### Entries provided

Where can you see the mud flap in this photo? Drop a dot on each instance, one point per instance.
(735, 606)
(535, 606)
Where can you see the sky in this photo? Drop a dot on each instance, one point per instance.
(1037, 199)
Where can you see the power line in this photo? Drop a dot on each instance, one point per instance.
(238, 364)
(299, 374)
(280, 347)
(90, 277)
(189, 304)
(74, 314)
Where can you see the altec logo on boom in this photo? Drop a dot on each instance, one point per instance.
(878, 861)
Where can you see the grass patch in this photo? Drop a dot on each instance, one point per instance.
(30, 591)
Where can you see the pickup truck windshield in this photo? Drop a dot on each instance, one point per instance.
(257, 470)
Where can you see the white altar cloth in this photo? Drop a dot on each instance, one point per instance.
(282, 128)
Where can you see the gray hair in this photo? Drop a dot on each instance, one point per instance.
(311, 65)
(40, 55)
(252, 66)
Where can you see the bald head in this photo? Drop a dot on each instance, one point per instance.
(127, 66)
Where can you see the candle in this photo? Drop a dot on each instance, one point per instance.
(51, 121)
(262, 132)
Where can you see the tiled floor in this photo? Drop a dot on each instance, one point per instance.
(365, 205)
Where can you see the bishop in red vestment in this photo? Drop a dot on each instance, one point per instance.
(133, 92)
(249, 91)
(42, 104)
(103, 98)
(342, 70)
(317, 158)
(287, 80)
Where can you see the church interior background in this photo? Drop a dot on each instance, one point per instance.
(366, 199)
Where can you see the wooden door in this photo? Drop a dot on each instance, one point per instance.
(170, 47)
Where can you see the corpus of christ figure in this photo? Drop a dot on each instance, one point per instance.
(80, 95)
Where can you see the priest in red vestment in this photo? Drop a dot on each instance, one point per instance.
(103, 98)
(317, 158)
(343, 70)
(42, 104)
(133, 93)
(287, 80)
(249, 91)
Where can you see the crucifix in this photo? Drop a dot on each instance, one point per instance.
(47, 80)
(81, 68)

### Exercise directions
The full material above needs to be returned unaltered.

### Answer section
Where can you see the mud flap in this photo? Drop a dot on each instance, one point per instance.
(735, 606)
(535, 606)
Where can you see the sky in this photo? Drop a dot on each instance, one point per instance.
(1037, 199)
Where can you see the power line in this photo? Drop a dot on each instance, one point per instance.
(238, 364)
(299, 374)
(280, 347)
(90, 277)
(189, 304)
(74, 314)
Where can you see the altec logo on boom in this photo? Drop a dot on each instance, one point per instance.
(878, 861)
Where can you see the grass patch in this photo? Drop a dot on each instance, one point per instance.
(30, 591)
Where can you see the pickup truck windshield in this photo? Drop a dot on each instance, one point per instance.
(257, 470)
Where can you see the white altar cloth in this photo? Drop a dot on each instance, one point per instance.
(282, 128)
Where can you see the gray hair in this photo? Drop a dot on each instance, one point per instance.
(311, 65)
(40, 55)
(252, 66)
Where can you see the bald head in this photo? Drop a dot on each instance, one point per instance.
(127, 66)
Where can you see the candle in this photo? Drop a dot on each instance, one point per instance.
(51, 121)
(262, 132)
Where can you see the tiled floor in this photo? Drop a dot on each instance, one point per instance.
(365, 205)
Where can you see the bishop in red vestment in this photo? Drop a dot on each instance, one point per instance.
(133, 92)
(249, 91)
(42, 104)
(103, 98)
(342, 70)
(317, 158)
(287, 80)
Where can you see the church interior background in this photo? Drop a dot on each instance, one point per instance.
(366, 199)
Where can you see the wooden door in this photo? Drop a dot on each instance, one point per instance.
(170, 47)
Where can you see the corpus of christ figure in this photo? Drop a dot on each instance, one point per instance.
(80, 95)
Where can you see the priest in red vestment in this photo? Drop a dot on each instance, one point per instance.
(103, 98)
(317, 158)
(343, 70)
(42, 104)
(133, 93)
(287, 80)
(249, 91)
Where can you see the crucifix in this photo? Drop a dot on each instance, one point per instance.
(47, 80)
(81, 68)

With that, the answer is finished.